- _Text block_:
= Beginning of Section =
Awareness, early diagnosis and good immunity levels can prevent Tuberculosis, say doctors at Columbia Asia Hospitals

  • TB infection remains endemic in India; but greater awareness, timely reporting of symptoms, timely treatment and completion of treatment can help prevent the spread of the disease


  • On World Tuberculosis day, doctors at Columbia Asia Hospitals stress on the need to boost immunity to prevent the disease

Gurgaon, 23 March 2016: The prevalence of Tuberculosis (TB), one of the world’s deadliest diseases, is a major health concern of India for centuries. It second only to HIV/AIDS as the greatest killer worldwide due to a single infectious agent. According to the union health ministry, 40 percent of Indians are affected with tuberculosis (TB). Meanwhile, World Health Organization has cited the country to have the highest burden of TB accounting a quarter of the world’s annual incidence of the disease.

Although TB was close to being eradicated in the developed world, it is a serious concern in developing countries, where the high prevalence TB is mainly due to malnutrition, crowded living conditions and poor tuberculosis control infrastructure. In India, undiagnosed and mistreated cases of TB continue to drive the grave scenario. Early detection can help improve care and control of the disease.

Early diagnosis, correct treatment and completion of treatment are an absolute necessity, if we are to bring down the incidence, prevent relapse and emergence of drug resistance. As we observe World Tuberculosis Day, doctors at Columbia Asia Hospital, stress that greater awareness can prevent a large number of tuberculosis deaths, many of which happen due to lack of reach of proper treatment and drug resistance.
= End of Section =
- _Activities_:
a – Answer these questions from the text about tuberculosis:
(i) According to the union health ministry, what percentage of Indians are affected with tuberculosis?
(ii) What three causes does the text give for the high prevalence of tuberculosis in developing countries?
(iii) Which disease does the text rank ahead of tuberculosis as the greatest killer worldwide due to a single infectious agent?
b – Write the next part of the text about tuberculosis, picking up after its final sentence.
The records have nothing to do with the text about tuberculosis.

- _Given entries_:
= Beginning of Section =
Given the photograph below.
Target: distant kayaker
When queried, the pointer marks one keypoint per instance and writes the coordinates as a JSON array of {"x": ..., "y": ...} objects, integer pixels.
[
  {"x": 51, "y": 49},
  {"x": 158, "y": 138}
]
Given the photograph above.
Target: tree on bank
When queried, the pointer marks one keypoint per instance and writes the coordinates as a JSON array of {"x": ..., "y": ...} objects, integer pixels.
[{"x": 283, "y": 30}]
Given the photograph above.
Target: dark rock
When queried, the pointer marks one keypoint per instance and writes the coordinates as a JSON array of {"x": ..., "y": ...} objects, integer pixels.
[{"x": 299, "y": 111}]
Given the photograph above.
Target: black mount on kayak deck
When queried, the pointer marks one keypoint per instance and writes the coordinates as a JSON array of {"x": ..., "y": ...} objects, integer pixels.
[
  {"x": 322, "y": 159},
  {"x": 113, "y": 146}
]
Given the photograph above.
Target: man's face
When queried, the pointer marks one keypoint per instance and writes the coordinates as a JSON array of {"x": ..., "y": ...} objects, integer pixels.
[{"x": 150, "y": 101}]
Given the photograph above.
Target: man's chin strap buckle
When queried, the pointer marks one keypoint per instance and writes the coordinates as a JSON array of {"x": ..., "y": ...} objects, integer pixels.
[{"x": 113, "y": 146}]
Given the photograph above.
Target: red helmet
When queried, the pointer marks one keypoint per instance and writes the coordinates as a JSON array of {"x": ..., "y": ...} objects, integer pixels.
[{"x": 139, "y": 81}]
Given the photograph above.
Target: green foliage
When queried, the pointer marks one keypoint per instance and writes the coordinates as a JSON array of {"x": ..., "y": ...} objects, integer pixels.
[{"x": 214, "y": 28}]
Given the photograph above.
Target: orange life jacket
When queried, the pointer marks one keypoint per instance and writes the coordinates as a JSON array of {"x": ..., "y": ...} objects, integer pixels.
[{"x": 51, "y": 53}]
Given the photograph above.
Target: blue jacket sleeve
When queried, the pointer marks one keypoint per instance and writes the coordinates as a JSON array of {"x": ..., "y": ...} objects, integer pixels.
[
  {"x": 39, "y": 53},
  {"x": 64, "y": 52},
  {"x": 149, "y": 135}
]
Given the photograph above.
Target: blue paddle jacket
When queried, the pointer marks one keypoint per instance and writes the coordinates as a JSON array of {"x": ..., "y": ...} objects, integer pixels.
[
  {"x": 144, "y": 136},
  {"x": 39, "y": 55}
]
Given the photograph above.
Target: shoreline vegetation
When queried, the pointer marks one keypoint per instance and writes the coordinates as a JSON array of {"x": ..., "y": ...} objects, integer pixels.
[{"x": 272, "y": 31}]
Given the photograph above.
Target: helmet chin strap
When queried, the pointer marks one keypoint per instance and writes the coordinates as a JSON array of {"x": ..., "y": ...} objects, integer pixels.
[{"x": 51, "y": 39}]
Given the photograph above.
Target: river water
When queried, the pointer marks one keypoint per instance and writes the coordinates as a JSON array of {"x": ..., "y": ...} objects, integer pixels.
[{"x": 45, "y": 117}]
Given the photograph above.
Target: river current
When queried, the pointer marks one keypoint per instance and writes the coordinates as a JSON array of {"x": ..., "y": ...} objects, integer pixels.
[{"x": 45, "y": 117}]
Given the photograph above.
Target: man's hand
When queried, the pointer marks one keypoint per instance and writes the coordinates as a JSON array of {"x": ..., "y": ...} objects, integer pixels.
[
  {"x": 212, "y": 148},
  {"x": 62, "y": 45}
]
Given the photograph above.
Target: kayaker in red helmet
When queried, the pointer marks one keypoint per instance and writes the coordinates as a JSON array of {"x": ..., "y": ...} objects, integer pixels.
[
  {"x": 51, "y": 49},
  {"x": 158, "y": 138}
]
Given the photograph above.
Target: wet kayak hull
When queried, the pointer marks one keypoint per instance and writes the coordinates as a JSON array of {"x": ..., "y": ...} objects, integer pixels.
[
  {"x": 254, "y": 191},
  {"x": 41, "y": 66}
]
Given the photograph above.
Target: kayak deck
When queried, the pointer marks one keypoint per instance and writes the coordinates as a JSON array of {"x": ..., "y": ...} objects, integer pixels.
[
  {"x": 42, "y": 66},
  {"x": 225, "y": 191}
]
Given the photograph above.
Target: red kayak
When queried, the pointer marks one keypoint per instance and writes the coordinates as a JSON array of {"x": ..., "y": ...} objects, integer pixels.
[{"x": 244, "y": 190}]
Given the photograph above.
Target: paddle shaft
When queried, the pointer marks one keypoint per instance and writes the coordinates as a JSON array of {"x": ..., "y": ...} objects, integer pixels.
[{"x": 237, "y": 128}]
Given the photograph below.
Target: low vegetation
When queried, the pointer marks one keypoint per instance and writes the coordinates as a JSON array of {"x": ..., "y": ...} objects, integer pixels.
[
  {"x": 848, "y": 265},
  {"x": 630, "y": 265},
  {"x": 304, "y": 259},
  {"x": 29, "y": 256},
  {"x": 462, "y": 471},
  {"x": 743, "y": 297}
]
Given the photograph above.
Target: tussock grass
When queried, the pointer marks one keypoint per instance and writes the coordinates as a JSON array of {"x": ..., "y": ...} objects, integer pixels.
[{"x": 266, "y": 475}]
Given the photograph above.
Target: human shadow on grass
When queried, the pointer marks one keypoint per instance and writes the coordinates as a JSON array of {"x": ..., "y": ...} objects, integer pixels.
= End of Section =
- _Solved problems_:
a –
(i) 40 percent
(ii) Malnutrition, crowded living conditions and poor tuberculosis control infrastructure
(iii) HIV/AIDS

b –
The risk of developing active tuberculosis is a two-step process, beginning with initial exposure to and infection by Mycobacterium tuberculosis followed by subsequent progression to disease.

“In India, the rates of infection are actually so high that the bacteria are prevalent in the air. This is why a large number of people in India have latent bacteria. This means the bacteria remains passive inside the body because the body has strong resistance against it. This latent infection becomes active when the body’s immunity levels plummet due to any reason. This is why people with weakened immune systems have a much greater risk of falling ill from TB. Notably, a person living with HIV is about 26 to 31 times more likely to develop active TB because HIV destroys the body’s immunity. This explains why TB is a leading killer of HIV-positive people causing one fourth of all HIV-related deaths.


Another hurdle to the treatment is that within a short time of commencing treatment the patient begins to feel well and symptoms are relieved to a great extent. This is equated with cure, which is not so. Patients tend to discontinue treatment and relapse with multi-drug resistant TB, which is more virulent, difficult to treat and expensive,” says Dr. Piyush Goel,Consultant Pulmonology  Gurgaon.

The good part is that TB is curable. Although a contagious infection that starts usually from the lungs but may spread to other organs of the body, it can be treated with a 6-9 months treatment. A failure to complete treatment results in a more dreadful problem associated with TB today – that of drug resistance.

“Anti-tuberculosis (TB) drug resistance arises due to improper use of drugs in drug-susceptible TB patients. Improper or irrational use often implies failure to ensure that patients complete the whole course of treatment. Once the patient takes the drug for a period of time and then skips it without completing the course, the bacteria in his or her body develop resistance to this particular drug. This drug will now have no impact of the infection when consumed again,” adds Dr. Piyush Goel, Consultant Pulmonology  Gurgaon.

Essentially, drug resistance arises in areas with weak TB control programs and this is today a major problem in India where the medical fraternity is struggling to deal with the problem of multi drug resistant Tb.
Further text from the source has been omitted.